Start of Block

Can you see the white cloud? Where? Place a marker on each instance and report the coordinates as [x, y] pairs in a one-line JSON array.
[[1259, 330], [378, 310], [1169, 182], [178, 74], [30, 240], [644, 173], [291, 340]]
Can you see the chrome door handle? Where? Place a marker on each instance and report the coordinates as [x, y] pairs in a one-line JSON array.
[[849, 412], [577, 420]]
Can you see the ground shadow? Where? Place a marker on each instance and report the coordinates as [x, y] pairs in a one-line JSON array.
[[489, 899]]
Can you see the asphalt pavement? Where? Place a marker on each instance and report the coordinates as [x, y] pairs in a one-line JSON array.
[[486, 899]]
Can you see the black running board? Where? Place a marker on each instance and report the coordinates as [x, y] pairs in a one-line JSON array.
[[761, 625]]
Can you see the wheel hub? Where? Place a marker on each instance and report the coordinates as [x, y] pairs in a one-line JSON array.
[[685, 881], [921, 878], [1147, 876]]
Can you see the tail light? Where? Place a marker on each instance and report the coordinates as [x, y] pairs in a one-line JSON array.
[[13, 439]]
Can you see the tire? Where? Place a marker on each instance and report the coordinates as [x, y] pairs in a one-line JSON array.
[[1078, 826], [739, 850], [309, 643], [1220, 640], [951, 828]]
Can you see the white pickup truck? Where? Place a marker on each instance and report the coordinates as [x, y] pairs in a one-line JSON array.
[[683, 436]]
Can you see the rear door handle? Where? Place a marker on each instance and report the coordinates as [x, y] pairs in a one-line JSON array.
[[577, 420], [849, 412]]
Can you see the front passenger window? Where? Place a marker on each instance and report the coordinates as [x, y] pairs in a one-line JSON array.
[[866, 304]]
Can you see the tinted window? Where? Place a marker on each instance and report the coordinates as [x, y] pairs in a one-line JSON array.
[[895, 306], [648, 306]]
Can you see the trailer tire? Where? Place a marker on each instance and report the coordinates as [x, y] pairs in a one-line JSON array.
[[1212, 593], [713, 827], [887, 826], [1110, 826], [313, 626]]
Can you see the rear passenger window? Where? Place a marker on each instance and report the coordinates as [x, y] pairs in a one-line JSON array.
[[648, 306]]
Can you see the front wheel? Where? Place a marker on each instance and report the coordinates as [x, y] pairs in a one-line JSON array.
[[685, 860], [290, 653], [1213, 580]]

End of Block

**WHAT IS REQUIRED**
Retype each entry without altering a single word.

**REPLY TO THE TASK**
Can you see the white cloud? Where? Place a marker on each instance and report the coordinates as [x, y] pairs in a one-line JSON array.
[[1259, 330], [378, 310], [1169, 182], [178, 74], [30, 240], [644, 173], [291, 340]]
Can you see the chrome door handle? Where? Place a marker on each instance and report the coordinates as [x, y] pairs in a one-line JSON array.
[[849, 412], [577, 420]]
Can you see the ground shadow? Where? Place a marker on each instance and report the coordinates as [x, y] pairs in a one-line JSON array.
[[489, 899]]
Can you see the asphalt pavement? Where? Place a marker on each instance and report the coordinates as [x, y] pairs in a one-line JSON array.
[[486, 899]]
Can you see the black running board? Where? Place a marker on each instance and report the coordinates as [x, y] pairs in a one-line JSON array.
[[761, 625]]
Can you see the wheel hub? Where? Place a marker on each instance and report the coordinates as [x, y] pairs in a one-line JSON array.
[[685, 881], [921, 878], [1147, 876]]
Can you see the tail light? Where? Place a marker on each instance and report the coordinates as [x, y] pairs in a one-line JSON array.
[[13, 439]]
Can you see the tire? Where? Place a marker on each instance and report the coordinates as [x, y] pairs in a one-line JSON array.
[[1078, 826], [739, 850], [309, 643], [1220, 640], [951, 828]]
Can you see the white pickup truck? Where? Place a marker on each instance and report the coordinates as [x, y] pairs in a one-line JSON array.
[[683, 436]]
Can you see the rear door handle? Where? Place a marker on each instance and report the coordinates as [x, y] pairs in a one-line JSON array.
[[577, 420], [849, 412]]
Can you see the front passenger window? Where? Place a marker on each instance and report the coordinates as [x, y] pairs in a one-line JSON array.
[[866, 304]]
Can you see the tinted window? Where? Place a marker on each instance and report the coordinates as [x, y] pairs in a one-line JSON array.
[[895, 306], [648, 306]]
Can you see the trailer tire? Where? Place a marker on each instance and report the coordinates as [x, y] pairs in a one-line JSON array.
[[1212, 593], [713, 827], [887, 826], [1110, 826], [313, 626]]
Can you see the rear passenger window? Where? Place a marker on each instance and report the coordinates as [x, y] pairs in a one-line JSON array.
[[648, 306]]
Can you see the front wheel? Where? Place a marker on each instance and report the coordinates as [x, y] pairs in a one-line JSON array.
[[685, 860], [290, 653], [1213, 580]]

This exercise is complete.